Edit the items so that each "Provide a bounding box" becomes "Give the bounding box coordinates", and keep every other part of them unchanged.

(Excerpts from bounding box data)
-*-
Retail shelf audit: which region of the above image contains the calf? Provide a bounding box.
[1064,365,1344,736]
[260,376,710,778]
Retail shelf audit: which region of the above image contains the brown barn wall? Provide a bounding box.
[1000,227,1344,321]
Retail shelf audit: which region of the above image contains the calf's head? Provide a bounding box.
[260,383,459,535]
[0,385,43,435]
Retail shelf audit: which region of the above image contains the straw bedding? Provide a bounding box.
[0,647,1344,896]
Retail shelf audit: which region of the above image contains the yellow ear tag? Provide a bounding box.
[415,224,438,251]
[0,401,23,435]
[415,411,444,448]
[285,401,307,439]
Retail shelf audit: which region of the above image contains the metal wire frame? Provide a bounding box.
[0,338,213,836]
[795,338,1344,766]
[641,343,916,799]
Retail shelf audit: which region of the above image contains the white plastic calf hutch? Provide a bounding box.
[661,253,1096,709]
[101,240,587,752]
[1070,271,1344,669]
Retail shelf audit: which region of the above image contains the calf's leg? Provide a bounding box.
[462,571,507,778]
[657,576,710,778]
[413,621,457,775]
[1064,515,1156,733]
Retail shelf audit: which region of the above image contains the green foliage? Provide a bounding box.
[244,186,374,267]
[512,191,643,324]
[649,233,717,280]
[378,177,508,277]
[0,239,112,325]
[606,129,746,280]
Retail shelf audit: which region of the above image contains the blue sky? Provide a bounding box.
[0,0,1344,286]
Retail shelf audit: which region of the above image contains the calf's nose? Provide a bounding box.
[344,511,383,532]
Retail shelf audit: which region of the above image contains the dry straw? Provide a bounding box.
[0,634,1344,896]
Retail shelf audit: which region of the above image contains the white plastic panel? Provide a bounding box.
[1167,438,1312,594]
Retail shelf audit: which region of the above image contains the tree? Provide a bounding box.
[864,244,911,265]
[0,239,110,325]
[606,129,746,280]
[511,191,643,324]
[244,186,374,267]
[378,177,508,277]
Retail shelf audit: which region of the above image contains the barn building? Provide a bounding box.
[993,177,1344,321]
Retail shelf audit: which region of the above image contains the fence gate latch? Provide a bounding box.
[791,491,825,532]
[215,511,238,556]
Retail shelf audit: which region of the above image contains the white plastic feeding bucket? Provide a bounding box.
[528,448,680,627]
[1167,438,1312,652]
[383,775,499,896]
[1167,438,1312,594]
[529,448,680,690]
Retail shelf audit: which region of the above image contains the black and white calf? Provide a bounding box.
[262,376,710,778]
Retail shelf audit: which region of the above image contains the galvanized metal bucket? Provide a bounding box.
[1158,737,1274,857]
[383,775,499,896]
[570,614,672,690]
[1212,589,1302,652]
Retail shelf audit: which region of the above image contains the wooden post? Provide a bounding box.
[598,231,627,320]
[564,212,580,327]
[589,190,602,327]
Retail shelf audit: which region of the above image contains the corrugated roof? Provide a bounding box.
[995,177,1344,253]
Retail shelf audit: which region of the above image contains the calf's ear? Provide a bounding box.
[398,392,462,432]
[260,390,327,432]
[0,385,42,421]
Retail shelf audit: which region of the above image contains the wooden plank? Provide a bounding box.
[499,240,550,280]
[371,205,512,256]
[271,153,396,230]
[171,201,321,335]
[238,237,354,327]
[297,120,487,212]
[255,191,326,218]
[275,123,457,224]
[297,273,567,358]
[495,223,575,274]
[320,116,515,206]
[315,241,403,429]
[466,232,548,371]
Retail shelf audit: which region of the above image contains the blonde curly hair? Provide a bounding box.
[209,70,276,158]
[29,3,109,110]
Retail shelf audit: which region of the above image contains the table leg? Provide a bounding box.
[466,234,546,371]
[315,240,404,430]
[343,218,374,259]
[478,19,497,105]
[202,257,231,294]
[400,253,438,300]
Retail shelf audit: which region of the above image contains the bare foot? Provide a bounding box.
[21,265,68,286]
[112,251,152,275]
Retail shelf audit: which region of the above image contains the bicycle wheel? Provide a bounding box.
-*-
* [RESULT OF THIS EXERCISE]:
Retail shelf audit: which region of the above image contains the calf? Give the bounding box coordinates.
[1064,365,1344,736]
[260,376,710,778]
Retail shelf audit: which region of the above image contains the brown barn wall? Give the bounding box coordinates.
[1000,227,1344,321]
Retail shelf audit: which region of the above image contains the calf's head? Give the bounding box coordinates.
[260,383,459,535]
[0,385,43,435]
Retail shelf audit: which region of the above image contains the straw bedding? Give the bounding box coordinates.
[0,647,1344,896]
Retail shelf audit: which region of the above image contains the yellow ear tag? Give the bounding box coordinates.
[415,224,438,251]
[0,401,23,435]
[415,411,444,448]
[285,401,307,439]
Retail shelf audit: which region of the above image contains the metal wire frame? Give the bounding box coordinates.
[0,338,213,836]
[795,338,1344,766]
[641,343,916,799]
Retail shelf audit: which region of the above image contains the white plastic calf hutch? Give the bounding box coordinates.
[661,253,1096,709]
[101,240,587,752]
[1070,271,1344,669]
Retail shelf audit: which region of the above image contains the calf's leg? Give the bounding box coordinates.
[462,571,507,778]
[657,576,710,778]
[413,621,457,775]
[1064,515,1156,733]
Retail shelf audit: which region of the above image contains the green foliage? Give the bounding box coordinates.
[244,186,374,267]
[512,191,643,324]
[649,233,717,280]
[378,177,508,277]
[0,239,112,325]
[606,129,746,280]
Retail shelf audit: which region of the above image contains the blue sky? Give the bounding box coordinates.
[0,0,1344,286]
Retail shelf audit: which region of the above image contains the calf's nose? Give the bounding box coordinates.
[344,511,383,532]
Retail shelf audit: which region of the above image contains the dry straw? Give the bounding box coordinates.
[0,634,1344,896]
Retail shelf audit: which region of the above image contains the white plastic panel? Give the bounding box coordinates.
[1167,438,1312,594]
Retail shelf audit: which region of the above image contains the tree? Give the bounding box coordinates.
[864,244,911,265]
[0,239,110,325]
[606,129,746,280]
[511,191,643,324]
[244,186,374,267]
[378,177,508,277]
Retail shelf audit: which region of the above image contains the barn building? Give the bounding box coordinates.
[993,177,1344,321]
Retail shelf audit: which region of the above image contains the fence gate latch? Give the bounding box coordinates.
[791,491,825,532]
[215,511,238,556]
Retail shelf audit: which region of the above image contains the white plastic feeding bucket? Give the bounding box coordinates.
[528,448,680,627]
[1167,438,1312,652]
[383,775,499,896]
[1167,438,1312,594]
[529,448,680,690]
Retail shelf audit: which region of the above image contains the black and white calf? Give the bounding box coordinates.
[262,376,710,778]
Retail shelf audit: which region of the above image contains the galvanized metal bucket? Give the bounding box coordinates.
[1158,737,1274,857]
[383,775,499,896]
[570,614,672,690]
[1212,589,1302,652]
Retail shelf audit: which region of the above image contains the wooden post? Give the bounding box coordinates.
[598,231,627,320]
[564,212,580,327]
[589,190,602,327]
Retail shelf audit: which region of the above image contains the corrugated roof? Give the bounding box coordinates.
[995,177,1344,253]
Retail shelf audit: which region of the above image contains the calf's ear? Give the bounding box coordinates.
[398,392,462,432]
[260,390,327,432]
[0,385,42,421]
Retail shelf audit: which region of the above image contains the wooden plank? Give the bounding box coordinates.
[499,240,550,280]
[371,205,512,256]
[271,153,396,230]
[171,201,321,335]
[238,237,354,327]
[297,120,487,212]
[255,191,326,218]
[275,123,457,224]
[297,273,567,358]
[495,223,575,274]
[320,116,515,206]
[315,241,403,429]
[466,232,548,371]
Retail shelf audit: which region of the above image contains the blonde curly hair? Give the bounding box coordinates.
[209,70,276,158]
[29,3,109,110]
Retail shelf audit: which region of the above image contains the table leg? Give the bounding box coordinates.
[466,234,546,371]
[315,240,404,430]
[343,218,374,259]
[478,19,497,105]
[202,257,231,294]
[400,253,438,300]
Retail shelf audit: which region of the above image contains the bare foot? Give the bounding box coordinates.
[21,265,68,286]
[112,251,152,275]
Retail shelf audit: which region of the above image contains the bicycle wheel? Give the bounding box coordinates.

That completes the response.